## Directions
Transcribe the rows below without any changes. Start at the very first line and continue up to and including the line that contains "95,78,132,107".

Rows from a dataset
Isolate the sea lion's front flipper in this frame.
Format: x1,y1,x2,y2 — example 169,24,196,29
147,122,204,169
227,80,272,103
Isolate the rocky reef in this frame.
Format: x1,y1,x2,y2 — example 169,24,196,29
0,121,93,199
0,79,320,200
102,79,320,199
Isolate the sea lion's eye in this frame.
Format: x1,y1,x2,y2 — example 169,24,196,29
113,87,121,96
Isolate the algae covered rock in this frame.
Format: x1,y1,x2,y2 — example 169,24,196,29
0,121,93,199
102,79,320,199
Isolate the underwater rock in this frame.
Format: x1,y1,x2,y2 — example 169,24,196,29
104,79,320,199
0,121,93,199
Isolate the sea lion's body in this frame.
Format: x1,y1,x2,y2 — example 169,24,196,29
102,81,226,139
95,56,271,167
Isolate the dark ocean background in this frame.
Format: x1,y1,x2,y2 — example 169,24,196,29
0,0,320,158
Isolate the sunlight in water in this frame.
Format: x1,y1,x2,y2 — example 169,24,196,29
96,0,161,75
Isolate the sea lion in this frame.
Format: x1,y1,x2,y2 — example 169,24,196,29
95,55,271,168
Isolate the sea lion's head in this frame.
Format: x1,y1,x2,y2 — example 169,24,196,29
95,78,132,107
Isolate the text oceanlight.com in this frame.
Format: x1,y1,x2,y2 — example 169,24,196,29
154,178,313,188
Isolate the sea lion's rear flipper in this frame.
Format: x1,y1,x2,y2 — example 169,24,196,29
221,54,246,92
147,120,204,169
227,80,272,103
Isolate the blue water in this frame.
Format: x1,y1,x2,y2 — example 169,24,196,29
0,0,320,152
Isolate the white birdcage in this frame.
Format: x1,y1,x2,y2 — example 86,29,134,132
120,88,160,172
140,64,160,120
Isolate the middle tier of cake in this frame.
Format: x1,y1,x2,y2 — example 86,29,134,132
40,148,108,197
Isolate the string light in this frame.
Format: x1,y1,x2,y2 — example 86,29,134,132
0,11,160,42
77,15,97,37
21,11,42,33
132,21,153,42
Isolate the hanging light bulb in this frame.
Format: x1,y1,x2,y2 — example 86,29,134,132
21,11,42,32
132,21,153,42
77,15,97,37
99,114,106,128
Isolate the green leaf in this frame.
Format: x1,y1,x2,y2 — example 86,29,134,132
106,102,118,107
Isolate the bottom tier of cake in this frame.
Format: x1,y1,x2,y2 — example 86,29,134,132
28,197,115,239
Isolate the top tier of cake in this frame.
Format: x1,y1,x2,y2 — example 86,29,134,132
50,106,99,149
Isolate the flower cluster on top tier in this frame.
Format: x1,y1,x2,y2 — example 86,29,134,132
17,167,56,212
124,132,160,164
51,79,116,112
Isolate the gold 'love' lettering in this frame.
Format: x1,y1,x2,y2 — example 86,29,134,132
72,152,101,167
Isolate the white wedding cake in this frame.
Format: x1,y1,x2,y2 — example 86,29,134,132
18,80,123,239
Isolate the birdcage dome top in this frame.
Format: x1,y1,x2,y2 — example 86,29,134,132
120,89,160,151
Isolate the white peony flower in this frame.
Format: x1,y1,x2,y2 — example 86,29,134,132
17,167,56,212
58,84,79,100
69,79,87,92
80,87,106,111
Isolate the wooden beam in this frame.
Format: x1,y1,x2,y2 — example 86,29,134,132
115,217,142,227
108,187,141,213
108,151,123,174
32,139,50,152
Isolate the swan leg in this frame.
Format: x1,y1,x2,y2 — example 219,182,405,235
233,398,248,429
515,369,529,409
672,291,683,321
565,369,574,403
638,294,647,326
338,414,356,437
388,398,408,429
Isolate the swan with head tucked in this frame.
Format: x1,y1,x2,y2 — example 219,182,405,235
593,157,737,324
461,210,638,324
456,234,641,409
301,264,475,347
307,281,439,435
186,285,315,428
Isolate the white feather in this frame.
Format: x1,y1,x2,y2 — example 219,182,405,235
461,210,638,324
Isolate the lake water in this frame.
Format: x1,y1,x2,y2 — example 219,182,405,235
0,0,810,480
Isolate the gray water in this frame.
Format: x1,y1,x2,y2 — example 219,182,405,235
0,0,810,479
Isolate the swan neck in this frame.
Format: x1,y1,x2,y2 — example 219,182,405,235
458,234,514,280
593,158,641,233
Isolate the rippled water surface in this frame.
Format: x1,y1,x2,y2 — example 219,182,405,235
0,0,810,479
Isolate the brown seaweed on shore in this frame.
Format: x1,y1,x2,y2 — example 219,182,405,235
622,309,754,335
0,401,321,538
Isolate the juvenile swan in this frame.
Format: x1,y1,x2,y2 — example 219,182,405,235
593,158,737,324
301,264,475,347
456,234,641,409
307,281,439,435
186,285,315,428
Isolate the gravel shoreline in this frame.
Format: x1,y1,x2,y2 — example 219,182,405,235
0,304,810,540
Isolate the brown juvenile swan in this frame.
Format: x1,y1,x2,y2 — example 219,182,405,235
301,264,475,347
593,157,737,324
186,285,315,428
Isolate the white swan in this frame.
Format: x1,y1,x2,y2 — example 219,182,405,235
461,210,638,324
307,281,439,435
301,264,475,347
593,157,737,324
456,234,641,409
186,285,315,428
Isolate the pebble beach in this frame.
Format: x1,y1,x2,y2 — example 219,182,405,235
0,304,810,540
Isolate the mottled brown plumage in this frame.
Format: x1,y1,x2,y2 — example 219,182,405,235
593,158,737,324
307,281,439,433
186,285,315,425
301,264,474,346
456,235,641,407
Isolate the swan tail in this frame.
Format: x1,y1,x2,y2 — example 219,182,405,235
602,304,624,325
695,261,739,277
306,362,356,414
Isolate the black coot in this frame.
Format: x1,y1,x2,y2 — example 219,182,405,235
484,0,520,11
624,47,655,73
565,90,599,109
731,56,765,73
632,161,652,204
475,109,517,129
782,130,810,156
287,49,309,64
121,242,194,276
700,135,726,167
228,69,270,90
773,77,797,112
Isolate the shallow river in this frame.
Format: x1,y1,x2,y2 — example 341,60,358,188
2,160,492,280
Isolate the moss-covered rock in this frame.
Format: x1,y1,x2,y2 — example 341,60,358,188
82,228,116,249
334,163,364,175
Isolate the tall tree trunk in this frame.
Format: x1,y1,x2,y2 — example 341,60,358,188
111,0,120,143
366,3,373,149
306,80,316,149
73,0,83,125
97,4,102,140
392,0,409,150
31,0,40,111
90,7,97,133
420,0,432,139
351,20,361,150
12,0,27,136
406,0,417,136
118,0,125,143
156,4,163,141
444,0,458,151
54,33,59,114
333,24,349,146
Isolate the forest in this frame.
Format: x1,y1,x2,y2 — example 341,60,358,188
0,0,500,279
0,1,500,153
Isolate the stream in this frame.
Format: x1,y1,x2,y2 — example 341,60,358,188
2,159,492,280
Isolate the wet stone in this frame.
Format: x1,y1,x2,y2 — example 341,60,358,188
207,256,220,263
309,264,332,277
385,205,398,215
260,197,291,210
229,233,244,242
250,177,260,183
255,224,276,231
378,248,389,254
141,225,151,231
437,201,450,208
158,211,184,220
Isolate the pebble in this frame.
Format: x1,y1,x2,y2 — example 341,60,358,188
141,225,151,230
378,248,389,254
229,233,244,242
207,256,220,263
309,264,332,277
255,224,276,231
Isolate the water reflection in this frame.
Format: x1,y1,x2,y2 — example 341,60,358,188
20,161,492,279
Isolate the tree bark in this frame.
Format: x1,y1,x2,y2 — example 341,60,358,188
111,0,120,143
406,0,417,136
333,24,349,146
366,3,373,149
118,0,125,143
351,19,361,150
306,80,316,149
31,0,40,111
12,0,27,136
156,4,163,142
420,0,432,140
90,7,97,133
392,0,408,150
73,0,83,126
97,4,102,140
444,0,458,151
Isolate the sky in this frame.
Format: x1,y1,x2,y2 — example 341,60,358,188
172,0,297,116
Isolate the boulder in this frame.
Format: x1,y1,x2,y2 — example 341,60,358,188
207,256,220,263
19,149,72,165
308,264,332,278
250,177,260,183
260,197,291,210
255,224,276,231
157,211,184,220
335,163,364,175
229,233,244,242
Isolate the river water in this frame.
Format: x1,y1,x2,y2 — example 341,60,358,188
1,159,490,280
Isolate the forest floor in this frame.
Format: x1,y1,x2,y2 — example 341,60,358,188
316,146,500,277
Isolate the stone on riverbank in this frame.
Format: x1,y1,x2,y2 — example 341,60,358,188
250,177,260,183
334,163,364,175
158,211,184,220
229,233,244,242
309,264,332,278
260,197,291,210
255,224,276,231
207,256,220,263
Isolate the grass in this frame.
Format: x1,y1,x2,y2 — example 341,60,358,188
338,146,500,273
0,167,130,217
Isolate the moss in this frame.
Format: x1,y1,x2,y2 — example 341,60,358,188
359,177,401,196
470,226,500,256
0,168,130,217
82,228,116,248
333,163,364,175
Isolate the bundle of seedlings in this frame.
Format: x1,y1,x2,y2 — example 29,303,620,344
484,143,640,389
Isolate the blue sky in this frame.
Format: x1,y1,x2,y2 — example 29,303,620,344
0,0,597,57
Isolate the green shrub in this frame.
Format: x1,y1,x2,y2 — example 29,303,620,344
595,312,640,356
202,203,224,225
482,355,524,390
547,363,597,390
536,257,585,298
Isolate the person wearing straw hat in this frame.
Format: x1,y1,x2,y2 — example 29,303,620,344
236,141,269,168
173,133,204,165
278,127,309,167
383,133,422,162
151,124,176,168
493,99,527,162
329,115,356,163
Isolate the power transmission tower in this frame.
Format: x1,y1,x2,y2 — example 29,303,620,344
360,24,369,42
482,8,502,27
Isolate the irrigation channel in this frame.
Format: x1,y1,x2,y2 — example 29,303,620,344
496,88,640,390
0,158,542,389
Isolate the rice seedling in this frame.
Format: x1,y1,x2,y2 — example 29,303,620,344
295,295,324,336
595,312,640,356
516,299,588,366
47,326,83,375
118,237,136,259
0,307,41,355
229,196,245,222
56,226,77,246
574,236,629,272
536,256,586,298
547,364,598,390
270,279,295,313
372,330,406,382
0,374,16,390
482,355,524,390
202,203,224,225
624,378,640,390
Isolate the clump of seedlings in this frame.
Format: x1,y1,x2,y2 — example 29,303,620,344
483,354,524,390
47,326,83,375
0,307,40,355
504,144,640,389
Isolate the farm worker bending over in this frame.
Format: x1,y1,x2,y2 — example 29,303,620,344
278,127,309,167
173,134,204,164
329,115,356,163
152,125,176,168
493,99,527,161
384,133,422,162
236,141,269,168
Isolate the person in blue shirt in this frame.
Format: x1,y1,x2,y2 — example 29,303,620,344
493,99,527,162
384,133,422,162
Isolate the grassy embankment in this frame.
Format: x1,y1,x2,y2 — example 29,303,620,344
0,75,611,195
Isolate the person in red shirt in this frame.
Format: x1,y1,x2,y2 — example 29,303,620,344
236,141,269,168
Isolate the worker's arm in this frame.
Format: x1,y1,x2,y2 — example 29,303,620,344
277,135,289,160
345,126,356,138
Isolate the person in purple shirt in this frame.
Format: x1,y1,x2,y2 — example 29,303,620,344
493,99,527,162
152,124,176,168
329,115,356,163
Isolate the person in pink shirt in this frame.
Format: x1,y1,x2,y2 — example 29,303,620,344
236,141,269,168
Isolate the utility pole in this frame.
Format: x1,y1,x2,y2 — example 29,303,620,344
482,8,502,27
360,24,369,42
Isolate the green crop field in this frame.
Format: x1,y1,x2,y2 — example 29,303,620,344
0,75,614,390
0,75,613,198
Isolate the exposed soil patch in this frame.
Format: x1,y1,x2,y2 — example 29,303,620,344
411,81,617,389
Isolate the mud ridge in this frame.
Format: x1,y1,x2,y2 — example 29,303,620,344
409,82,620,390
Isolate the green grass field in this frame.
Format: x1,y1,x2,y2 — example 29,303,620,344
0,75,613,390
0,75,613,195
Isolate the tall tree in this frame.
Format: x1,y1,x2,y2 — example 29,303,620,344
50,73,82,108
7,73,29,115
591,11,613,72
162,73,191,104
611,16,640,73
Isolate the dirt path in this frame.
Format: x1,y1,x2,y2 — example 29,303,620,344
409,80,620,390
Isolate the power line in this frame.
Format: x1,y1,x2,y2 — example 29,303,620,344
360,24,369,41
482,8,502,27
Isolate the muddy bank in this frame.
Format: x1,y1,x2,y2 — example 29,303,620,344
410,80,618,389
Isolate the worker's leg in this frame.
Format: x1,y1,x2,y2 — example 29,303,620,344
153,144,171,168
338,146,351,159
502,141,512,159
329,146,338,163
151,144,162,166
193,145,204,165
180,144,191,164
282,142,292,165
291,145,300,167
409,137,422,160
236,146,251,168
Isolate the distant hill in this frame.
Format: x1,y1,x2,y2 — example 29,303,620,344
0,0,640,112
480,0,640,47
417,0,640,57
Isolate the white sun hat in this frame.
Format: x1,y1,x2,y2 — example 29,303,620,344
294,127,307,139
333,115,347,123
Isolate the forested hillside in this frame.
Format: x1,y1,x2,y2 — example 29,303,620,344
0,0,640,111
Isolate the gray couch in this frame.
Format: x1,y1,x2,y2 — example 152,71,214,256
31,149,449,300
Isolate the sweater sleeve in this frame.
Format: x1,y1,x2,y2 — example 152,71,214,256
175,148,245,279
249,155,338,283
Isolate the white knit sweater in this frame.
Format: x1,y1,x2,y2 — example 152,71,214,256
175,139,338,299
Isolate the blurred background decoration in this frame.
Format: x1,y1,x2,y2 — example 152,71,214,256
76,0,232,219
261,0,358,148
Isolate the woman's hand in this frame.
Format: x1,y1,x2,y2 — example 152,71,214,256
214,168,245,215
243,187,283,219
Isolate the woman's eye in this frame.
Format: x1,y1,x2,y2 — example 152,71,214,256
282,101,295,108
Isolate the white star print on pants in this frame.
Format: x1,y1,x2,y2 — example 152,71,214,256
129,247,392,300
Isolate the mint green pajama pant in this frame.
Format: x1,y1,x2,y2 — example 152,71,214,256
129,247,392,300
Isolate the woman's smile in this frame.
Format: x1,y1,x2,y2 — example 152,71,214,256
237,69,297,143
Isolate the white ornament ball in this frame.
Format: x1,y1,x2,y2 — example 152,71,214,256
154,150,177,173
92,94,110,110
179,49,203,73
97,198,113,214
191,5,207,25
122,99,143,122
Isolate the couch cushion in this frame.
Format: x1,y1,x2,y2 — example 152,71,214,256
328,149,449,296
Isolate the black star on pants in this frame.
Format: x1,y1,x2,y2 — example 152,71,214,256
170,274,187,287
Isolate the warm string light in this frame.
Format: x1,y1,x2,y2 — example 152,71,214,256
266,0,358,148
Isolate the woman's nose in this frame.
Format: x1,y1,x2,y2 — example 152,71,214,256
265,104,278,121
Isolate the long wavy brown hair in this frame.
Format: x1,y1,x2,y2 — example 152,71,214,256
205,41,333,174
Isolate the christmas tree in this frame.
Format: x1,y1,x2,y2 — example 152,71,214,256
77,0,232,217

## Task response
Isolate the sea lion's front flipper in this frame.
Format: x1,y1,x2,y2 — example 169,24,196,29
147,122,204,169
227,80,272,103
Isolate the rocky reef in this frame.
Format: x1,y1,x2,y2 — example 169,24,196,29
0,121,93,199
0,79,320,200
102,79,320,199
Isolate the sea lion's eye in this frame.
Format: x1,y1,x2,y2 — example 169,24,196,29
113,87,121,96
Isolate the algae covered rock in this frame.
Format: x1,y1,x2,y2 — example 169,24,196,29
0,121,93,199
102,79,320,199
Isolate the underwater rock in this frame.
Format: x1,y1,x2,y2 — example 169,24,196,29
104,79,320,199
0,121,93,199
Isolate the sea lion's body in this frame.
Format: x1,y1,x2,y2 — example 169,24,196,29
102,81,226,139
95,56,271,167
Isolate the dark ocean background in this frame.
Format: x1,y1,x2,y2 — example 169,24,196,29
0,0,320,158
Isolate the sunlight in water in this frame.
Format: x1,y1,x2,y2 — example 169,24,196,29
96,0,161,75
Isolate the sea lion in this frame.
Format: x1,y1,x2,y2 — example 169,24,196,29
95,55,271,168
Isolate the sea lion's head in this frame.
Format: x1,y1,x2,y2 — example 169,24,196,29
95,78,132,107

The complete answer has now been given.